**TO DO**
Reproduce every one of the lines below word for word, omitting the pictures from your answer.

Dataset entries
■ ■ ■ ■ ■ ■ ■

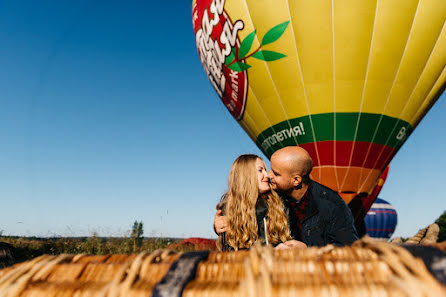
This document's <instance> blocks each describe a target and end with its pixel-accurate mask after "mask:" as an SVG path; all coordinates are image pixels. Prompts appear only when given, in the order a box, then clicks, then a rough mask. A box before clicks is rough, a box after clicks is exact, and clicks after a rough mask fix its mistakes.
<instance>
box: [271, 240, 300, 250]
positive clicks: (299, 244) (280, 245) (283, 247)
mask: <svg viewBox="0 0 446 297" xmlns="http://www.w3.org/2000/svg"><path fill="white" fill-rule="evenodd" d="M306 247H307V245H306V244H305V243H303V242H302V241H297V240H294V239H293V240H288V241H286V242H283V243H280V244H278V245H277V246H276V247H275V249H278V250H288V249H293V248H297V249H304V248H306Z"/></svg>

■ ■ ■ ■ ■ ■ ■

**WRITTEN ANSWER**
This document's <instance> blocks each describe a target and end with its pixel-accurate mask after "mask:" as an SVG path; all coordinates are image pixels. Prompts appear only when given, in the order a box, then clicks, then a rough mask. A box before clicks is rough, a box after clicks is exact, and clicks after a rough mask fix its mistakes.
<instance>
box: [271, 240, 300, 250]
positive clicks: (299, 244) (280, 245) (283, 247)
mask: <svg viewBox="0 0 446 297" xmlns="http://www.w3.org/2000/svg"><path fill="white" fill-rule="evenodd" d="M306 247H307V245H306V244H305V243H303V242H302V241H297V240H294V239H293V240H288V241H286V242H283V243H280V244H278V245H277V246H276V247H275V249H278V250H288V249H293V248H297V249H304V248H306Z"/></svg>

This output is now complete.